— EXTRACT PROVIDED —
+++

PALABRAS CLAVE: Siglo XVIII; historia del pensamiento económico; liberalismo; capitalismo; teoría económica


Traditionally, the 18th century extends from 1688 to 1815 under the convention that homogeneous historical changes are observed from the Glorious Revolution to the Battle of Waterloo. This long eighteenth century thus encompasses a sustained economic growth that is based on new agricultural techniques, on population growth, and on the beginning of the Industrial Revolution, with Great Britain as the main actor. This prominence is evident not only in the technological transformations that promote agriculture and trade, but also in the impact caused by the theoretical advances of economic thinkers.

The prosperity of the eighteenth century, which represents a break with the economic crises that occurred during the previous century, opens the spectrum for the appearance of various economic thinkers who established the principles of classical liberal thought and of a western capitalist system. The schools of economic thought will be represented by the mercantilists, the Physiocrats, then the classical thinkers like Adam Smith, Thomas Malthus, and David Ricardo. Although all agreed that the forces of the economy could be represented rationally, there were profound differences on best economic practices.

+++

Dataset entries
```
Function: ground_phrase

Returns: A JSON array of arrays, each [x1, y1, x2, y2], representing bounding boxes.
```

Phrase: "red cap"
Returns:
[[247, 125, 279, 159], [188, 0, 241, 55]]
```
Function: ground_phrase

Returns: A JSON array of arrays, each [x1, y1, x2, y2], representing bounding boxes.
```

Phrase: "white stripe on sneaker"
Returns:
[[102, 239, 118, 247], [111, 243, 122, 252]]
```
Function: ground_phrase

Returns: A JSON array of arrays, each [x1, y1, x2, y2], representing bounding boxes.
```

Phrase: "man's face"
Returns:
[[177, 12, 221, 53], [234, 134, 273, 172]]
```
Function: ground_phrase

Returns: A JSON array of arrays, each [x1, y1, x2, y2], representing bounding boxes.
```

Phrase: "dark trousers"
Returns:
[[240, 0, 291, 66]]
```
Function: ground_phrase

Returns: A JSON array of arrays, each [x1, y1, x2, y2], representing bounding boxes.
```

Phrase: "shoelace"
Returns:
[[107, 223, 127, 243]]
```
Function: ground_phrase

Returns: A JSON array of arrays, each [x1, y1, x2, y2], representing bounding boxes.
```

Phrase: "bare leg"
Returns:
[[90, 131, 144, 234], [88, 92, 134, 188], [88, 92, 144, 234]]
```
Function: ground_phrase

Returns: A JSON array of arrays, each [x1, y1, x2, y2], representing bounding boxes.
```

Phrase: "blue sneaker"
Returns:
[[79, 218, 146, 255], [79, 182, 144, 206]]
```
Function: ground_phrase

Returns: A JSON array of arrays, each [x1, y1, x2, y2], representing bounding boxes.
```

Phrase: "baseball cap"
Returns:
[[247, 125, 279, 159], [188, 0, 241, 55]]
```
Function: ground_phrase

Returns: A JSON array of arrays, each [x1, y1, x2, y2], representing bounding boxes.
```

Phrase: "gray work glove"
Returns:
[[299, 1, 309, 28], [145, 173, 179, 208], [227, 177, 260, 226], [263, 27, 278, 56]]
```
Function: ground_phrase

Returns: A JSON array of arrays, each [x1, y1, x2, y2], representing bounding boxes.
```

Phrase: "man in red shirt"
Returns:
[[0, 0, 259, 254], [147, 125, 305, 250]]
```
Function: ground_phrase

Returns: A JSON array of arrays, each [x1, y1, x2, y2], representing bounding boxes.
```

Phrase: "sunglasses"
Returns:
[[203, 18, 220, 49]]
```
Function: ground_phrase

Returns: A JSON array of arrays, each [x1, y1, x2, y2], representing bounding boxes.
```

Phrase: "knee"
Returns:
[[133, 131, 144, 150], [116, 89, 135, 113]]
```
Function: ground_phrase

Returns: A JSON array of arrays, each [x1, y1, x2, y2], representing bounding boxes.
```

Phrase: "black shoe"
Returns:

+++

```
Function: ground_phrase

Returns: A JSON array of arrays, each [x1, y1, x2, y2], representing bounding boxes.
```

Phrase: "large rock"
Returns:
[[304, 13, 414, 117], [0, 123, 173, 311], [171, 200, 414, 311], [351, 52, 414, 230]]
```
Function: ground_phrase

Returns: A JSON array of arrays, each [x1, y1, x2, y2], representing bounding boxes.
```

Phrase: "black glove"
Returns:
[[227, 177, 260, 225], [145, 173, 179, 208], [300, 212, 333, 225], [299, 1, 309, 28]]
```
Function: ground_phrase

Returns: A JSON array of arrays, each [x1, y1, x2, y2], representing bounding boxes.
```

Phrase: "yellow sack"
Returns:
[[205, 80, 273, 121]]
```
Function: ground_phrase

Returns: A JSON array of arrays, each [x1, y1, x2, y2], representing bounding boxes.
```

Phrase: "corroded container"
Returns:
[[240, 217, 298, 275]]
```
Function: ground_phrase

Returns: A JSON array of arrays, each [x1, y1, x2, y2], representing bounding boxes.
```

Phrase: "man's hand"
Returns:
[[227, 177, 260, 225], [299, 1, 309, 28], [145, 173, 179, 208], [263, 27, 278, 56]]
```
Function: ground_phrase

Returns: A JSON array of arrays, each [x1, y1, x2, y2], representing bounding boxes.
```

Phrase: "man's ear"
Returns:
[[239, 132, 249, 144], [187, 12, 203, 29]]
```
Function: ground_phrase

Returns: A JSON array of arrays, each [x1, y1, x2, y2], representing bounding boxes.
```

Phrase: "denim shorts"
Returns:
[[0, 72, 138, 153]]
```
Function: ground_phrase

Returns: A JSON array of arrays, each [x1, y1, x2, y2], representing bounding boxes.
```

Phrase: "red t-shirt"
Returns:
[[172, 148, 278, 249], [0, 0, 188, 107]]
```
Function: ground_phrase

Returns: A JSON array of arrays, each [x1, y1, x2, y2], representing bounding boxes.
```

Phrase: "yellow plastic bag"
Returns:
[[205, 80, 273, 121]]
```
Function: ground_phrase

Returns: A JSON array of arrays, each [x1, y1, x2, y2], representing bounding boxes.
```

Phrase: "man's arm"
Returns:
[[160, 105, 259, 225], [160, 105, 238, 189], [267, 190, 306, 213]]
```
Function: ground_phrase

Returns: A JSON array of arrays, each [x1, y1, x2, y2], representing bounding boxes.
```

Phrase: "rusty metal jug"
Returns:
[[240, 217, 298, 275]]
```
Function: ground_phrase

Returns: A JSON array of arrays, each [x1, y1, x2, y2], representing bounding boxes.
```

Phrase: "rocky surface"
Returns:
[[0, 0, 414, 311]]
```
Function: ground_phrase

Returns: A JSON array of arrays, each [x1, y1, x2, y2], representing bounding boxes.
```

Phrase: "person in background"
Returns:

+++

— EXERCISE —
Translate this sentence from the passage on eighteenth-century economic thought into Spanish: "Traditionally, the 18th century extends from 1688 to 1815 under the convention that homogeneous historical changes are observed from the Glorious Revolution to the Battle of Waterloo."

— SOLUTION FOR THIS EXERCISE —
Tradicionalmente, el siglo XVIII se extiende de 1688 a 1815 bajo la convención de que se observan cambios históricos homogéneos desde la Revolución Gloriosa hasta la batalla de Waterloo.